PROBLEM DETAILS —
Find the lines holding the string "face" in the data, then copy all of them.

START RECORDED DATA

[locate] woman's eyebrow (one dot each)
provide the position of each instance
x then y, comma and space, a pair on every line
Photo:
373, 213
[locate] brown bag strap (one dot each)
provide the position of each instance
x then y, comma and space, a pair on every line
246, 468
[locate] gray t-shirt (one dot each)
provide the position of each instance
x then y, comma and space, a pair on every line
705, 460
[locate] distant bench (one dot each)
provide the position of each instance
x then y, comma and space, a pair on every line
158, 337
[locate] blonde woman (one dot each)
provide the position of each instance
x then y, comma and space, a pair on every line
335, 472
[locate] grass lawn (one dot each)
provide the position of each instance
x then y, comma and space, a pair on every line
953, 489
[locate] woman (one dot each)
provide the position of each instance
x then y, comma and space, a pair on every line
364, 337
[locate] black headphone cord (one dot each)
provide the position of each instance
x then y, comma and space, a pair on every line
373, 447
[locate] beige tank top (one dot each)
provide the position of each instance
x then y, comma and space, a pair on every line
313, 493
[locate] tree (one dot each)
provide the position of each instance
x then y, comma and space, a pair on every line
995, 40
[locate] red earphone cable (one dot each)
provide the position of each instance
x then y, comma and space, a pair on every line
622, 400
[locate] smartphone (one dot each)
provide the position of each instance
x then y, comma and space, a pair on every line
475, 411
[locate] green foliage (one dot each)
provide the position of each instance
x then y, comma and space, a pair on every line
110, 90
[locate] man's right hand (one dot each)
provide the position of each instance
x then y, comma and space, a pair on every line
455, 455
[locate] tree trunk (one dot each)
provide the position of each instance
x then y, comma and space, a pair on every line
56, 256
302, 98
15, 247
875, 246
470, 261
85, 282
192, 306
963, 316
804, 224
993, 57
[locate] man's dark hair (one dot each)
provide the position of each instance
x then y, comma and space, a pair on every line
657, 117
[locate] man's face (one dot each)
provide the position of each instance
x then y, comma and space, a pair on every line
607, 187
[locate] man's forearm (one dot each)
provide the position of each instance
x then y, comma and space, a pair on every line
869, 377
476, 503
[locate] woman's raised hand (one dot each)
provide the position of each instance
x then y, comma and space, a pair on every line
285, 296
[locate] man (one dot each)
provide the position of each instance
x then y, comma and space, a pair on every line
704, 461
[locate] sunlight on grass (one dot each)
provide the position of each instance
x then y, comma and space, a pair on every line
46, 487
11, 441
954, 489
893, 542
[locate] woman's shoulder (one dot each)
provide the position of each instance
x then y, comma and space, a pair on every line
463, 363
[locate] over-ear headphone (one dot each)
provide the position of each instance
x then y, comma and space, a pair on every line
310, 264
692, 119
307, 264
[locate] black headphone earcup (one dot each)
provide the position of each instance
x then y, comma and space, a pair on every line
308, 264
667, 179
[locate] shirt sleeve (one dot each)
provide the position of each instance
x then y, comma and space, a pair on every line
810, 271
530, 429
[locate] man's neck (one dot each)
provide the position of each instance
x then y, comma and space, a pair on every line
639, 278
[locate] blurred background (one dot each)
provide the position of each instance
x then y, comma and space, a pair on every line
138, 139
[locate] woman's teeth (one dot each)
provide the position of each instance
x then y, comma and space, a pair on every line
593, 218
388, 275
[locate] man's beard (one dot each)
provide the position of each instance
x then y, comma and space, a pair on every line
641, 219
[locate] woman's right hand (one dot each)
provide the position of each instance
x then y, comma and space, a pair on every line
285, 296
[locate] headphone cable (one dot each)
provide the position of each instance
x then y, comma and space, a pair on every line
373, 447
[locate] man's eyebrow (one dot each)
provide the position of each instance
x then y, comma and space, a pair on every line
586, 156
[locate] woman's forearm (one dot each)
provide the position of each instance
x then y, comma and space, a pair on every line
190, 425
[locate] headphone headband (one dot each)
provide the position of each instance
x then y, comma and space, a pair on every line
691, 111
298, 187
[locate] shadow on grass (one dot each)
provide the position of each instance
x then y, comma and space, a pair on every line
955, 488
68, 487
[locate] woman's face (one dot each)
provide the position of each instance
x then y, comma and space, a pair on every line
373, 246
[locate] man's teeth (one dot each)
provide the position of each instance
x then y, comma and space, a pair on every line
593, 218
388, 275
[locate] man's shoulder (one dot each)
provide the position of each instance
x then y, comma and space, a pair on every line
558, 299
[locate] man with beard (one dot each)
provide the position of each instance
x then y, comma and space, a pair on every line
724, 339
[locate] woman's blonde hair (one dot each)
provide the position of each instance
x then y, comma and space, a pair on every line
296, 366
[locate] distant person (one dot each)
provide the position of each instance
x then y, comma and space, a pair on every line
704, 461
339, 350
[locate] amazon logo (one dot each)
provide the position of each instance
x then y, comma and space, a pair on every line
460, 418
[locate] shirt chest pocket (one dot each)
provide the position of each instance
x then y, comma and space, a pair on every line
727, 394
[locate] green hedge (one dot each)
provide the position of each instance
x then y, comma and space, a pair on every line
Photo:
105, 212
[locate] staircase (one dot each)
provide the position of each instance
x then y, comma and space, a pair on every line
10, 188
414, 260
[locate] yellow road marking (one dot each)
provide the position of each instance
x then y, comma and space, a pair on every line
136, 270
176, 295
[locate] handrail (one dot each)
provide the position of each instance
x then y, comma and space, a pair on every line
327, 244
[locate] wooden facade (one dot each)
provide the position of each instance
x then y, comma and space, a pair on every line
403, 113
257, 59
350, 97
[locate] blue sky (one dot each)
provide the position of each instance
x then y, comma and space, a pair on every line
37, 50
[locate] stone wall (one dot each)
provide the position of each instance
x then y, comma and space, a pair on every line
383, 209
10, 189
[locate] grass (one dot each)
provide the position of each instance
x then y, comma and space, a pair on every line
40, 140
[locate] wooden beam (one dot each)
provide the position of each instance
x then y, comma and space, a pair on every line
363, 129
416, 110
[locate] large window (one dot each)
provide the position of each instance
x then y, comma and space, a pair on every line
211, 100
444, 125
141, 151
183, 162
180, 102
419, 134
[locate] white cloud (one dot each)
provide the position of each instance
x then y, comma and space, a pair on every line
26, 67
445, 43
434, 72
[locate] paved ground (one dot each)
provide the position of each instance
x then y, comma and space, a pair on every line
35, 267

END RECORDED DATA

TASK ANSWER —
[locate] man's face (one dot each)
[locate] woman's face (one dot each)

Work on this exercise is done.